━━━━━ Records to process

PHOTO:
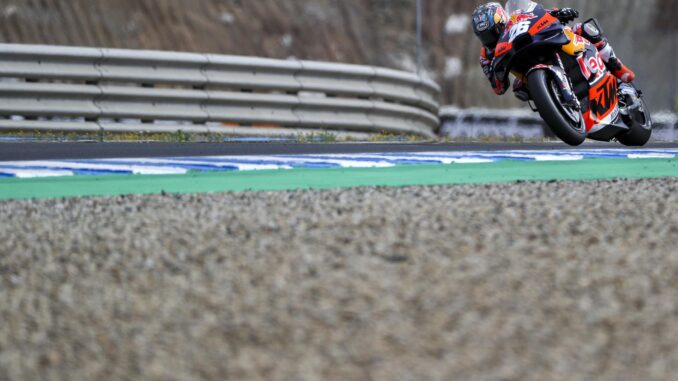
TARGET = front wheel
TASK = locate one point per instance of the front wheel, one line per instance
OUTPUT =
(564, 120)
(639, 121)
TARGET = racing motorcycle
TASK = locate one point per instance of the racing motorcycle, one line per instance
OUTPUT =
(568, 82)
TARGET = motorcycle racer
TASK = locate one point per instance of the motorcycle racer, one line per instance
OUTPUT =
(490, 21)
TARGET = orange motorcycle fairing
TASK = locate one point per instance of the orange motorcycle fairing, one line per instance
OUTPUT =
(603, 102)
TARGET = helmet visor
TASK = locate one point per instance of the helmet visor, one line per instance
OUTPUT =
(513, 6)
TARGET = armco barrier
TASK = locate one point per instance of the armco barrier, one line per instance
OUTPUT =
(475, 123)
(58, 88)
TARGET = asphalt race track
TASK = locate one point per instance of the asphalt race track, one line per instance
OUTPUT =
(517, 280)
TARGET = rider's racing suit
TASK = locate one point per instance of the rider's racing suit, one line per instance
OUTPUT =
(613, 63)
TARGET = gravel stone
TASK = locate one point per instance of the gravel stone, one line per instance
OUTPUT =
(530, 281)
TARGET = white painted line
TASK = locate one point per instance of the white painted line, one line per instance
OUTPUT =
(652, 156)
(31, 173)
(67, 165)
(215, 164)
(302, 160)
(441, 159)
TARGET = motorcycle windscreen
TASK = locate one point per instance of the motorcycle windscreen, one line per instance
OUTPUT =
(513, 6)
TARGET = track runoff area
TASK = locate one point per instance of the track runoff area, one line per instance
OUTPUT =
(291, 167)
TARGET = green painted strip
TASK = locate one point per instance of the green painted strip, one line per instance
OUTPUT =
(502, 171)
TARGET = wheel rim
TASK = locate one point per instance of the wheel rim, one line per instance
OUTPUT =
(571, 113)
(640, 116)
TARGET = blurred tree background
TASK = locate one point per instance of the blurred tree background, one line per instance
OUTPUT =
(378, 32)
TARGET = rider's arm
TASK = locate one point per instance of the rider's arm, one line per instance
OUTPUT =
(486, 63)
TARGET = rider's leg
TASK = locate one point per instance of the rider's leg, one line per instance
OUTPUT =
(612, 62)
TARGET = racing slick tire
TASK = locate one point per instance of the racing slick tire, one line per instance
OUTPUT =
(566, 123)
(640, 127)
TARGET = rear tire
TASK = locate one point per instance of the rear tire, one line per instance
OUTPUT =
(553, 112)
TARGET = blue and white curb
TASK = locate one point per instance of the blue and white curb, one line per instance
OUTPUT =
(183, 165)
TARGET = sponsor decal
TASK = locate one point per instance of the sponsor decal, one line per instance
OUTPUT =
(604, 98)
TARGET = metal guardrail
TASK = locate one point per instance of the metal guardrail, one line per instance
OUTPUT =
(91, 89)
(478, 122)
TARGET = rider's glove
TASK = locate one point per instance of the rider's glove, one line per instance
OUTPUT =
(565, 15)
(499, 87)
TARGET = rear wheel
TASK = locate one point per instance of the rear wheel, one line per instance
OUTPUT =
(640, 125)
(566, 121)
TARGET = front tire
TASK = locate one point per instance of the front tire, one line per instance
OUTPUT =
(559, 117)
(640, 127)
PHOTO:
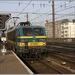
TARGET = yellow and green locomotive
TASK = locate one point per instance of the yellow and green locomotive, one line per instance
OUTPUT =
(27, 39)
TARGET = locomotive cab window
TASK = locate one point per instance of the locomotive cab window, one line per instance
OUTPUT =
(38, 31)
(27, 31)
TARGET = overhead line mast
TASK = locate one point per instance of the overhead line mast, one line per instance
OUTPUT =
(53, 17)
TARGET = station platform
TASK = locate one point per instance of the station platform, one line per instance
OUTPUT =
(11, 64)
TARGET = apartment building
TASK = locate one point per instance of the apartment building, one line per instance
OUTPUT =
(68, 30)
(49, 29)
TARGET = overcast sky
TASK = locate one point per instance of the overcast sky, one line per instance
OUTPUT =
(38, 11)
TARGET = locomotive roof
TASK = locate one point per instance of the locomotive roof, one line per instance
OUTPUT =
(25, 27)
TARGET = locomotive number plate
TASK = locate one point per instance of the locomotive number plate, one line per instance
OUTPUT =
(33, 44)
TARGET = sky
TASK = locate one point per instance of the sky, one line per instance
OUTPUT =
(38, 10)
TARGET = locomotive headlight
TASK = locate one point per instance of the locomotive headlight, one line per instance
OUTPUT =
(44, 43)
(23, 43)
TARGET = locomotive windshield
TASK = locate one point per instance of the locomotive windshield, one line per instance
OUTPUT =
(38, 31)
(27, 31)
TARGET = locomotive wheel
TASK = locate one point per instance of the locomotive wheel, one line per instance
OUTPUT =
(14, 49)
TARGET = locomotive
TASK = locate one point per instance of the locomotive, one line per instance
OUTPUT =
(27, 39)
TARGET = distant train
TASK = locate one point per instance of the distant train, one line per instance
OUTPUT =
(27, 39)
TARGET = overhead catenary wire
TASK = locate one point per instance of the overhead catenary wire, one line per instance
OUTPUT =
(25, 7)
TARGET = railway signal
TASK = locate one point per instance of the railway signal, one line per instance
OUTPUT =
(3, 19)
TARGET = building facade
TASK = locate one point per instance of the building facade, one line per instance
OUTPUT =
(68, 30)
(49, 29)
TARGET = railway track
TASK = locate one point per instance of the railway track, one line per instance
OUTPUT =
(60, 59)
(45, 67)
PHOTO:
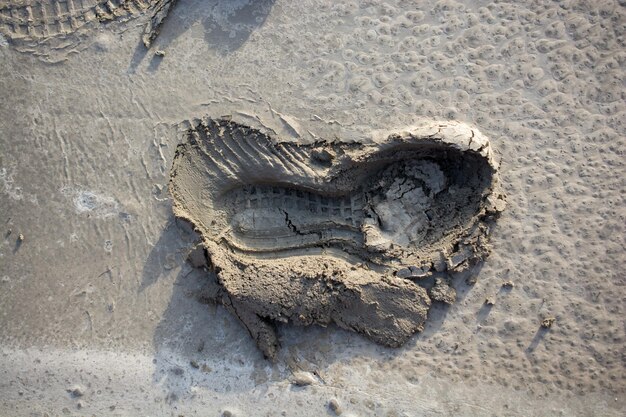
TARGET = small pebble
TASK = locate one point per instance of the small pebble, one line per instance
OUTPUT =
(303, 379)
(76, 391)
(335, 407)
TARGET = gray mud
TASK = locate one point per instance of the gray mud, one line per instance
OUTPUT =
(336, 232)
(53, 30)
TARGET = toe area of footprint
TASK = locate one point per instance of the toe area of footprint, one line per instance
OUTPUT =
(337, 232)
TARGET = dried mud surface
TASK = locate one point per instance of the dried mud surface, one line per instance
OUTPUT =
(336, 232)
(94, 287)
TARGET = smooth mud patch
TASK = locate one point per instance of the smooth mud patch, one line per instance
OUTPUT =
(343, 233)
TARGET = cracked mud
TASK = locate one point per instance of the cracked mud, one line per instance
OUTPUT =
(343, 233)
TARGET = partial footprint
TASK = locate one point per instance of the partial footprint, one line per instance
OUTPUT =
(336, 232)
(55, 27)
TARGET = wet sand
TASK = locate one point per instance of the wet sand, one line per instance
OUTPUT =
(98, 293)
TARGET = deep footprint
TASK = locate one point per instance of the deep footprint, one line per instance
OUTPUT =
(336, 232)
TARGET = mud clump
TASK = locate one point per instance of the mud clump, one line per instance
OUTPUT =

━━━━━━━━━━

### What needs to be done
Please extract all of the entries above verbatim, omitting the pictures.

### Answer to the task
PHOTO:
TARGET = front wheel
TASK = locate one point per instance of the front wheel, one line per instance
OUTPUT =
(564, 120)
(639, 121)
TARGET = racing motorcycle
TASK = locate one point per instance of the racing motorcycle, one line per instance
OUTPUT =
(568, 82)
TARGET = motorcycle racer
TASK = locate one point per instance of the motorcycle racer, one line per instance
OUTPUT =
(490, 21)
TARGET = orange motorcycle fairing
TASK = locate one point per instance of the orange motorcycle fairing, one line per instance
OUTPUT =
(603, 102)
TARGET = helmet visor
TASK = locate one point per instance of the helmet visor, one line per instance
OUTPUT =
(513, 6)
TARGET = armco barrier
TASK = locate one point per instance of the armco barrier, one line per instance
OUTPUT =
(475, 123)
(58, 88)
TARGET = asphalt race track
TASK = locate one point per instance of the asphalt race track, one line per instance
OUTPUT =
(517, 280)
TARGET = rider's racing suit
TASK = locate one point per instance of the rider's racing suit, one line per instance
OUTPUT =
(613, 63)
TARGET = gravel stone
TASK = locate one point per instance of the gravel stone, one line per instance
OUTPUT =
(530, 281)
TARGET = white painted line
TASK = locate one point per instance of the white painted line, one line per instance
OUTPUT =
(652, 156)
(31, 173)
(67, 165)
(215, 164)
(302, 160)
(441, 159)
TARGET = motorcycle windscreen
TASK = locate one point per instance of the motorcycle windscreen, one line per instance
OUTPUT =
(513, 6)
TARGET = track runoff area
TASK = locate one point per instance of the track runoff area, one line per instance
OUTPUT =
(291, 167)
TARGET = green painted strip
TASK = locate one point per instance of the green painted strip, one line per instance
OUTPUT =
(502, 171)
TARGET = wheel rim
TASK = locate one point per instance of the wheel rim, one line per instance
OUTPUT =
(571, 113)
(640, 116)
TARGET = blurred tree background
TASK = locate one point per instance of the blurred tree background, one line per instance
OUTPUT =
(378, 32)
TARGET = rider's arm
TASK = locate one point per instance of the rider's arm, one line per instance
OUTPUT =
(486, 63)
TARGET = rider's leg
TASK = locate one point per instance of the rider's leg, one line per instance
OUTPUT =
(612, 62)
TARGET = racing slick tire
TASK = locate one point per instance of the racing slick tire, one line per instance
OUTPUT =
(566, 123)
(640, 127)
TARGET = rear tire
TASK = locate one point per instance of the rear tire, one line per instance
OUTPUT =
(553, 112)
TARGET = blue and white curb
TASK = locate one point per instance of the blue and white curb, one line per instance
OUTPUT =
(183, 165)
TARGET = sponsor decal
TASK = locate one point per instance of the sponsor decal, one line per instance
OUTPUT =
(604, 98)
TARGET = metal guardrail
TASK = locate one point per instance of the metal guardrail, one line per instance
OUTPUT =
(91, 89)
(478, 122)
TARGET = rider's glove
TASK = locate one point per instance of the rider's glove, one line per instance
OUTPUT =
(565, 15)
(499, 87)
TARGET = rear wheel
TASK = locate one point per instance of the rear wheel, one line per instance
OUTPUT =
(640, 125)
(566, 121)
TARGET = front tire
TASK = locate one point per instance of the front tire, one line per instance
OUTPUT =
(559, 117)
(640, 127)
PHOTO:
TARGET = yellow and green locomotive
TASK = locate one point per instance of the yellow and green locomotive, one line per instance
OUTPUT =
(27, 39)
TARGET = locomotive cab window
TASK = locate one point per instance of the locomotive cab window, one line per instance
OUTPUT =
(38, 31)
(27, 31)
TARGET = overhead line mast
TASK = locate one point per instance of the overhead line mast, one line per instance
OUTPUT =
(53, 17)
TARGET = station platform
TASK = locate one point per instance of the station platform, one line per instance
OUTPUT =
(11, 64)
TARGET = apartment building
TASK = locate one point per instance of the apartment building, one line per instance
OUTPUT =
(68, 30)
(49, 29)
TARGET = overcast sky
TASK = locate one point per instance of the overcast sky, one line per instance
OUTPUT =
(38, 11)
TARGET = locomotive roof
TASK = locate one point per instance of the locomotive roof, one line per instance
OUTPUT =
(25, 27)
TARGET = locomotive number plate
TASK = locate one point per instance of the locomotive number plate, one line per instance
OUTPUT =
(33, 44)
TARGET = sky
TASK = locate one point per instance of the sky, one line per instance
OUTPUT =
(38, 10)
TARGET = locomotive headlight
TASK = locate one point per instance of the locomotive headlight, one line per instance
OUTPUT =
(44, 43)
(23, 43)
TARGET = locomotive windshield
TASK = locate one point per instance of the locomotive windshield, one line per instance
OUTPUT =
(38, 31)
(27, 31)
TARGET = locomotive wheel
TASK = locate one point per instance of the locomotive wheel, one line per instance
OUTPUT =
(14, 49)
TARGET = locomotive
TASK = locate one point per instance of the locomotive, one line per instance
OUTPUT =
(27, 39)
TARGET = distant train
TASK = locate one point per instance of the distant train, one line per instance
OUTPUT =
(27, 39)
TARGET = overhead catenary wire
TASK = locate one point per instance of the overhead catenary wire, one line per instance
OUTPUT =
(25, 7)
TARGET = railway signal
TASK = locate one point per instance of the railway signal, one line per instance
OUTPUT =
(3, 19)
TARGET = building facade
TASK = locate one point per instance of the building facade, one line per instance
OUTPUT =
(68, 30)
(49, 29)
TARGET = railway track
TASK = locate one point per instance of the railway track, one line per instance
OUTPUT =
(60, 59)
(45, 67)
PHOTO:
TARGET = small pebble
TASK = locate one point per instance of the small pebble, one line per instance
OUTPUT =
(303, 379)
(76, 391)
(335, 407)
TARGET = gray mud
TASK = locate one point per instance of the gray mud, one line per instance
OUTPUT =
(336, 232)
(53, 30)
TARGET = toe area of footprint
TASK = locate one point per instance of the toe area of footprint, one line per instance
OUTPUT =
(337, 232)
TARGET = dried mud surface
TASK = locate one point per instance of the dried mud surface, one line per instance
OUTPUT =
(336, 232)
(94, 287)
TARGET = smooth mud patch
TASK = locate one point per instance of the smooth mud patch, one line per instance
OUTPUT =
(343, 233)
TARGET = cracked mud
TASK = locate one point per instance of the cracked mud, one line per instance
OUTPUT =
(343, 233)
TARGET = partial footprint
TASK = locate one point per instance of the partial footprint, one line per instance
OUTPUT =
(336, 232)
(55, 27)
TARGET = wet sand
TASK = locate one point per instance of the wet sand, one line per instance
OUTPUT =
(98, 293)
TARGET = deep footprint
TASK = locate one point per instance of the deep footprint, one line per instance
OUTPUT =
(336, 232)
TARGET = mud clump
TASK = locate one point per instance of the mud clump, one line per instance
OUTPUT =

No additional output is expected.